== Sağlanan Metin ==
Gecenin bana iyi gelen, beni teskin eden bir yanı var. Hele de gece havası. Böyle usul usul tenime değiyor ya, bazen başımın sızladığını bile anca o zaman anlıyorum. Böyle anlarda ne Ay'a, ne de yıldızlara bile gerek yok. Gece, kendine has sesiyle bana sarılıyor, sarılıyor. Sanırım en çok da bu nedenle onu seviyorum.
===
== Ham Kayıtlar ==
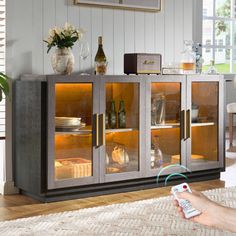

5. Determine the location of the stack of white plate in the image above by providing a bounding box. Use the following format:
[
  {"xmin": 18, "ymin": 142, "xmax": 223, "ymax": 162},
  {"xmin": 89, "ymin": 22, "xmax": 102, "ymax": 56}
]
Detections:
[{"xmin": 55, "ymin": 117, "xmax": 84, "ymax": 128}]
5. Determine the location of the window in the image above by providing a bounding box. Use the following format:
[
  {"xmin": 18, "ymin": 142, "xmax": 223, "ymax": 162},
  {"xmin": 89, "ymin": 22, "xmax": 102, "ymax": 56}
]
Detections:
[
  {"xmin": 202, "ymin": 0, "xmax": 236, "ymax": 73},
  {"xmin": 0, "ymin": 0, "xmax": 6, "ymax": 139}
]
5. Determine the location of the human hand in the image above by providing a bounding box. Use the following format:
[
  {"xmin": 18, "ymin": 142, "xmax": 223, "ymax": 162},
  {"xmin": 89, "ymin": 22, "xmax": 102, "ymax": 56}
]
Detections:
[{"xmin": 174, "ymin": 190, "xmax": 221, "ymax": 226}]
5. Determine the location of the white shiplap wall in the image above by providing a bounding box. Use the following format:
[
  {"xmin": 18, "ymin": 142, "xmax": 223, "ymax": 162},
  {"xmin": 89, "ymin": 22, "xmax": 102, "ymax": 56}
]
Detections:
[{"xmin": 7, "ymin": 0, "xmax": 194, "ymax": 78}]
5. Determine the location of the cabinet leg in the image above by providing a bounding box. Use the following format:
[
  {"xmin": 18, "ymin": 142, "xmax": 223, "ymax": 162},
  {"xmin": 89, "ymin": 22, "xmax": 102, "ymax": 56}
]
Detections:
[{"xmin": 229, "ymin": 113, "xmax": 234, "ymax": 147}]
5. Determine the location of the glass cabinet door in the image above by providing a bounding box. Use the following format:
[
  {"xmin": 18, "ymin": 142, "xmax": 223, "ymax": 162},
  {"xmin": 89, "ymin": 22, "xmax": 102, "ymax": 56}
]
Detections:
[
  {"xmin": 146, "ymin": 78, "xmax": 185, "ymax": 176},
  {"xmin": 187, "ymin": 78, "xmax": 223, "ymax": 170},
  {"xmin": 101, "ymin": 79, "xmax": 143, "ymax": 182},
  {"xmin": 49, "ymin": 82, "xmax": 98, "ymax": 187}
]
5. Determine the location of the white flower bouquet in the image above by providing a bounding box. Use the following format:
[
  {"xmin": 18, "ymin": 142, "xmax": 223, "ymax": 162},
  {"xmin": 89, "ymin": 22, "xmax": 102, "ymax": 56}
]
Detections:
[{"xmin": 43, "ymin": 23, "xmax": 84, "ymax": 53}]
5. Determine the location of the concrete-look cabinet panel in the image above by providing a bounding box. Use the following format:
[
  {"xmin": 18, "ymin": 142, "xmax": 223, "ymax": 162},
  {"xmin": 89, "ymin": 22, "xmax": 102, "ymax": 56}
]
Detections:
[{"xmin": 14, "ymin": 75, "xmax": 224, "ymax": 201}]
===
Görevler =
1. Gece hakkındaki metne göre yazan kişi, başının sızladığını ancak ne zaman anlıyor?
2. Gece hakkındaki metinde "Gecenin bana iyi" ifadesinden başlayıp "nedenle onu seviyorum." ifadesine kadar uzanan bölümün tamamını hiçbir değişiklik yapmadan geri veriniz.
3. Gece hakkındaki metnin devamını, son cümlesinden sonrasından itibaren yazınız.
Kayıtlar başka bir kaynaktan alınmıştır.

Sorunların Cevapları =
1. Gece havası tenine usul usul değdiğinde.

2.
Gecenin bana iyi gelen, beni teskin eden bir yanı var. Hele de gece havası. Böyle usul usul tenime değiyor ya, bazen başımın sızladığını bile anca o zaman anlıyorum. Böyle anlarda ne Ay'a, ne de yıldızlara bile gerek yok. Gece, kendine has sesiyle bana sarılıyor, sarılıyor. Sanırım en çok da bu nedenle onu seviyorum.

3.
Dün akşam bir film izlemek istemiştim ama... Sanırım canım o kadar da istememiş. Bir film listem var o ayrı, yine de pinterestte ve ınstagramda karşıma filmler çıkınca dayanamıyor onları da kaydediyorum. Yine bunlardan birini izleyecektim. Taaa öğlen karar vermiştim. Sonra akşamın ilk anlarında, yok ben bilindik sularda yüzeyim, bizim Amelie'yle rastlaşalım dedim. Amelie'yi çok severim. O filmi düşündüğümde bile bazı sahneleri zihnimde canlanıyor. Yine de onu da izlemek istemedim çünkü canım kahve içmek istedi. Dur ben kahve içerim birazdan, bırak şimdi filmi dedim. :)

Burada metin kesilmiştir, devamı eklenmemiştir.